RECORDS SUPPLIED
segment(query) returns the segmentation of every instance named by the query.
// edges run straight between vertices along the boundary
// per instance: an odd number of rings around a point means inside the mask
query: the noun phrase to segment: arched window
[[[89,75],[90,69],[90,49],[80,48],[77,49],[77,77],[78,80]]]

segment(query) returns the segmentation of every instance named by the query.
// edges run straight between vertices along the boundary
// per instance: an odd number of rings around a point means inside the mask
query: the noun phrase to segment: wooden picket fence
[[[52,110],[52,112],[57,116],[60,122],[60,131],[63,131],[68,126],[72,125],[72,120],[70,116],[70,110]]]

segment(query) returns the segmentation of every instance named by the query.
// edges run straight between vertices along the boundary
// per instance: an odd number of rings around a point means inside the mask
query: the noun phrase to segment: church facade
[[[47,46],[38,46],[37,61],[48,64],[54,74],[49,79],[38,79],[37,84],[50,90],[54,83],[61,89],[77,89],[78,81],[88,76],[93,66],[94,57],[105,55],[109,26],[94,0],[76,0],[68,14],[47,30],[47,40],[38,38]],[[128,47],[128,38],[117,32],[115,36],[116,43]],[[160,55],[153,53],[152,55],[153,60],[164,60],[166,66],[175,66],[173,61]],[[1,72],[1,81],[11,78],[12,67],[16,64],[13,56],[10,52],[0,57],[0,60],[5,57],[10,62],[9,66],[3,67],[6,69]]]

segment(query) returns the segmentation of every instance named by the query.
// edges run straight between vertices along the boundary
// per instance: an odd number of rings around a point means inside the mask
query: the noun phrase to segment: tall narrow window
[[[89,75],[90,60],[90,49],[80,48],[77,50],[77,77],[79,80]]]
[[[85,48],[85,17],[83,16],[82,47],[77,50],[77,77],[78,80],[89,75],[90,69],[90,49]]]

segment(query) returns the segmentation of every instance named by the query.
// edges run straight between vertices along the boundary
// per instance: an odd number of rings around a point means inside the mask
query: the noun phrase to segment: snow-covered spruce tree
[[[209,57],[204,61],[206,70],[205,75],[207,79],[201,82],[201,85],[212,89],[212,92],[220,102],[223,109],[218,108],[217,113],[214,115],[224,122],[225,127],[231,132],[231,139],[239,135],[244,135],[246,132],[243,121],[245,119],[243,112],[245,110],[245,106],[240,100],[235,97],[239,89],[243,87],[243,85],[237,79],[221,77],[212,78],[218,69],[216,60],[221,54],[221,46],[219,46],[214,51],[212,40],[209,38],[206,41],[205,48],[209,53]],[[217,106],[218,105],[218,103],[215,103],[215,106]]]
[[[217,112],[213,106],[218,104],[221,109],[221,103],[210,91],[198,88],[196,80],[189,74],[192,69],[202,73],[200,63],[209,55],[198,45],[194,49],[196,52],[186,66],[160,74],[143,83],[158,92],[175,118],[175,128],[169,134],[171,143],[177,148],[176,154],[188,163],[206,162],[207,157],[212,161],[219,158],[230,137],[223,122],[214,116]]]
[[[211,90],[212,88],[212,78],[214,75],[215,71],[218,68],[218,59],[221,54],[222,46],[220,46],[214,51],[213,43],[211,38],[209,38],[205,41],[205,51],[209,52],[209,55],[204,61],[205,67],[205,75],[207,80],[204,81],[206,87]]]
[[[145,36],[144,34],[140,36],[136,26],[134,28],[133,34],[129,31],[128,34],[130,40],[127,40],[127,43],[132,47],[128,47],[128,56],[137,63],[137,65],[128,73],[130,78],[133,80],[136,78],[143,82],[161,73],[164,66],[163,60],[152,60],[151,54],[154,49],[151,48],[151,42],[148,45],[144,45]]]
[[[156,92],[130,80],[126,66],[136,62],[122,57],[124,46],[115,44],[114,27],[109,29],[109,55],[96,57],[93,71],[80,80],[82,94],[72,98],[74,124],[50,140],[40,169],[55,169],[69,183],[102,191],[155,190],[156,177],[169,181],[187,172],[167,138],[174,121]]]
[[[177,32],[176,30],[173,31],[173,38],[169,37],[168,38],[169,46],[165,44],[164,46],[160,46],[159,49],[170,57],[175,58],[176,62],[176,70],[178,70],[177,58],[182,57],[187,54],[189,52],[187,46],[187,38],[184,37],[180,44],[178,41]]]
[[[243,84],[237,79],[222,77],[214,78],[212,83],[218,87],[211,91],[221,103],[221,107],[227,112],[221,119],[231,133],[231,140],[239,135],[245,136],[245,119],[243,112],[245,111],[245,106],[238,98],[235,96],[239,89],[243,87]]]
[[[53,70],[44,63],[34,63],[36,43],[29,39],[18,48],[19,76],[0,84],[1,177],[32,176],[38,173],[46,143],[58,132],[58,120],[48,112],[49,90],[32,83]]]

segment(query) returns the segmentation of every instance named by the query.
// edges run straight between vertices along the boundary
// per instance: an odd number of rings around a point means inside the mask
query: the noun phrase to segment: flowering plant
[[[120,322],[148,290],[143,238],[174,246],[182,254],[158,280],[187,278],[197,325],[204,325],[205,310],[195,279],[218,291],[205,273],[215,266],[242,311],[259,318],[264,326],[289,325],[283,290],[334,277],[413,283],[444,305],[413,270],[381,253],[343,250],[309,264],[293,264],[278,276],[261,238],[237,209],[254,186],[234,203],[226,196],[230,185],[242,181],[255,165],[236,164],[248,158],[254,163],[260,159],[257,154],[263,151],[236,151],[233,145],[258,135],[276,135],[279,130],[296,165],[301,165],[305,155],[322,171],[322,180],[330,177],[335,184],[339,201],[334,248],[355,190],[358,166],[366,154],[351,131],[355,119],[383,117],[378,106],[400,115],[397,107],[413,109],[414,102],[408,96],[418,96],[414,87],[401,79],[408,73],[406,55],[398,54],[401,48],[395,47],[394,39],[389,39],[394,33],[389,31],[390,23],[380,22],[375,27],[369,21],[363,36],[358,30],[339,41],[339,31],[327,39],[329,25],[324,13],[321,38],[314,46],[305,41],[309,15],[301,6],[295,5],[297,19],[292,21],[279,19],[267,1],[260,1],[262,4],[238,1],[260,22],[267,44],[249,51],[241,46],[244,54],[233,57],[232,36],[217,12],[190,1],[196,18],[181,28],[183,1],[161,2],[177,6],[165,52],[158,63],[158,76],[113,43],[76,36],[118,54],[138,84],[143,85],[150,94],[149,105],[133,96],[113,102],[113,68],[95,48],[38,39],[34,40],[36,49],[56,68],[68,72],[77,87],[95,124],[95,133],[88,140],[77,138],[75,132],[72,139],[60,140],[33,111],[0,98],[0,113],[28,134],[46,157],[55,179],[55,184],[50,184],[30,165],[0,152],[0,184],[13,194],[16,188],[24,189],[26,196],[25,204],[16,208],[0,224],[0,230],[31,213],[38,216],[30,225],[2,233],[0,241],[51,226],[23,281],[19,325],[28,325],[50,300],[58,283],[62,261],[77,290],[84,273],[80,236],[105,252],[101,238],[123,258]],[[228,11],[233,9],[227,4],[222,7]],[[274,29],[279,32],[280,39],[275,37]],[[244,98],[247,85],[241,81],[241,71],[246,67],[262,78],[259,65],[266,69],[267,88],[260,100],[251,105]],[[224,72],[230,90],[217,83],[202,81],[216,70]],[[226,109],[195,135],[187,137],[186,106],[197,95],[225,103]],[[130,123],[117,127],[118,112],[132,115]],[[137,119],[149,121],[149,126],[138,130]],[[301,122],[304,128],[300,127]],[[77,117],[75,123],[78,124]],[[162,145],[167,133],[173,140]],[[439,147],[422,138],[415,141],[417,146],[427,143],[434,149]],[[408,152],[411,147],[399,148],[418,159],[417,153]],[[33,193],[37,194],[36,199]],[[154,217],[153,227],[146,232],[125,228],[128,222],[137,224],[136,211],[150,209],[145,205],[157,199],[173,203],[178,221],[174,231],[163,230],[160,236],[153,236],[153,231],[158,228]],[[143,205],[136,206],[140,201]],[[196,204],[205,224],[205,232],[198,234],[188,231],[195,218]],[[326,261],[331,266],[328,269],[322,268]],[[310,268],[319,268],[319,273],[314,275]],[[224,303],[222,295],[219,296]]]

WRITTEN EXERCISE
Write out the lines of the records from the start through the line containing "[[[89,75],[90,69],[90,49],[80,48],[77,49],[77,77],[78,80]]]", inclusive.

WRITTEN RESPONSE
segment(query) returns the segmentation of every instance named by the query.
// edges run straight between vertices along the boundary
// per instance: an odd number of rings around a point means inside the mask
query: the noun phrase to segment: arched window
[[[89,75],[90,69],[90,49],[80,48],[77,49],[77,77],[78,80]]]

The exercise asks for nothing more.